Without the images, print every line of the material below exactly as given.

## ENTRIES SUPPLIED
[Start of Attachment]

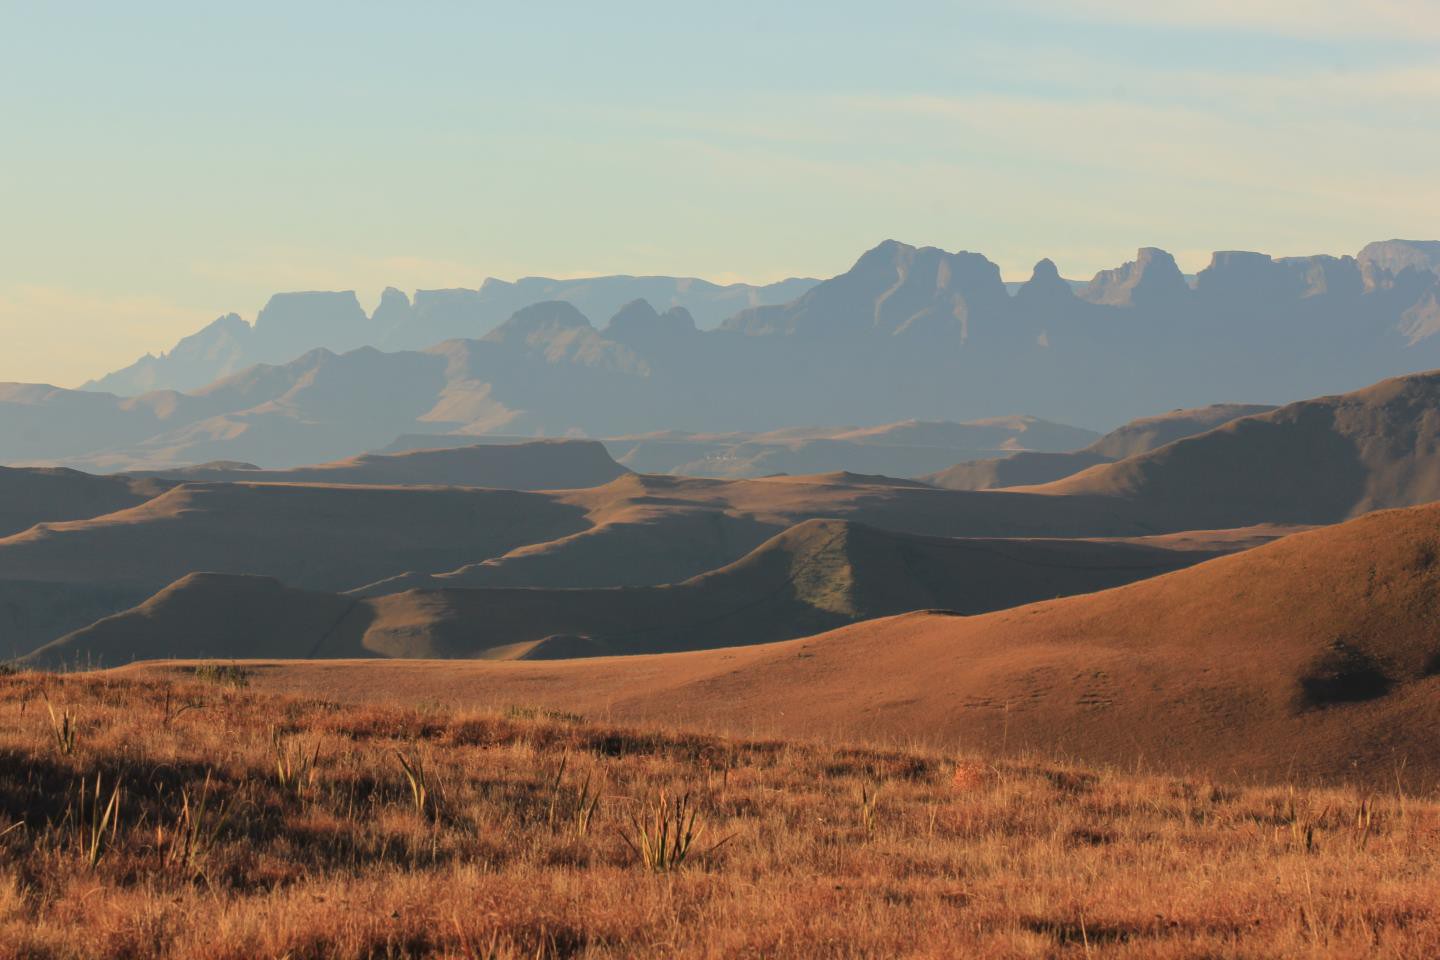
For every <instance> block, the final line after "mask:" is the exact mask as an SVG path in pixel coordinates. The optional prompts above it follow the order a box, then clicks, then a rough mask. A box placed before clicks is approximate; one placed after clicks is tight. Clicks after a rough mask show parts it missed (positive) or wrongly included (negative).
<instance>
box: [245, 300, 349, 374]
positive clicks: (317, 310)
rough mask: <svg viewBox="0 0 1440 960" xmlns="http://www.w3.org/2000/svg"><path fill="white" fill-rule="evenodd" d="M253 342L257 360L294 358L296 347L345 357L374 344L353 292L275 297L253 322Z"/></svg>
mask: <svg viewBox="0 0 1440 960" xmlns="http://www.w3.org/2000/svg"><path fill="white" fill-rule="evenodd" d="M255 338H256V341H258V343H259V353H261V356H262V357H265V358H272V360H288V358H291V357H294V356H295V351H297V347H298V348H305V347H310V345H315V347H328V348H330V350H334V351H336V353H346V351H348V350H354V348H356V347H364V345H367V344H370V343H373V341H374V340H376V337H374V330H373V328H372V322H370V317H367V315H366V312H364V309H361V307H360V301H359V299H356V294H354V291H341V292H324V291H308V292H297V294H275V295H274V296H271V298H269V302H266V304H265V307H264V309H261V312H259V315H258V317H256V318H255Z"/></svg>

[End of Attachment]

## EXERCISE ANSWER
For every <instance> block, the final line after "mask:" is the exact mask as an SVG path in pixel coordinates. The optional prompts above it follow the order a box, then clicks, then a rough mask. A box placed before clicks is approximate; one placed after clicks is tight. Clicks after a rough mask show parts it missed (positive) or wrongly included (negative).
<instance>
box: [245, 300, 349, 374]
positive clicks: (317, 310)
rough mask: <svg viewBox="0 0 1440 960" xmlns="http://www.w3.org/2000/svg"><path fill="white" fill-rule="evenodd" d="M253 342L257 360L294 358L296 347L345 357L374 344L353 292L275 297L253 322Z"/></svg>
mask: <svg viewBox="0 0 1440 960" xmlns="http://www.w3.org/2000/svg"><path fill="white" fill-rule="evenodd" d="M255 338H256V341H258V343H259V353H261V356H262V357H265V358H272V360H288V358H291V357H294V356H295V351H297V347H298V348H305V347H310V345H315V347H328V348H330V350H334V351H336V353H346V351H348V350H354V348H356V347H364V345H367V344H370V343H373V341H374V340H376V337H374V330H373V328H372V322H370V317H367V315H366V312H364V309H361V307H360V301H359V299H356V294H354V291H341V292H324V291H308V292H297V294H275V295H274V296H271V298H269V302H266V304H265V307H264V309H261V312H259V315H258V317H256V318H255Z"/></svg>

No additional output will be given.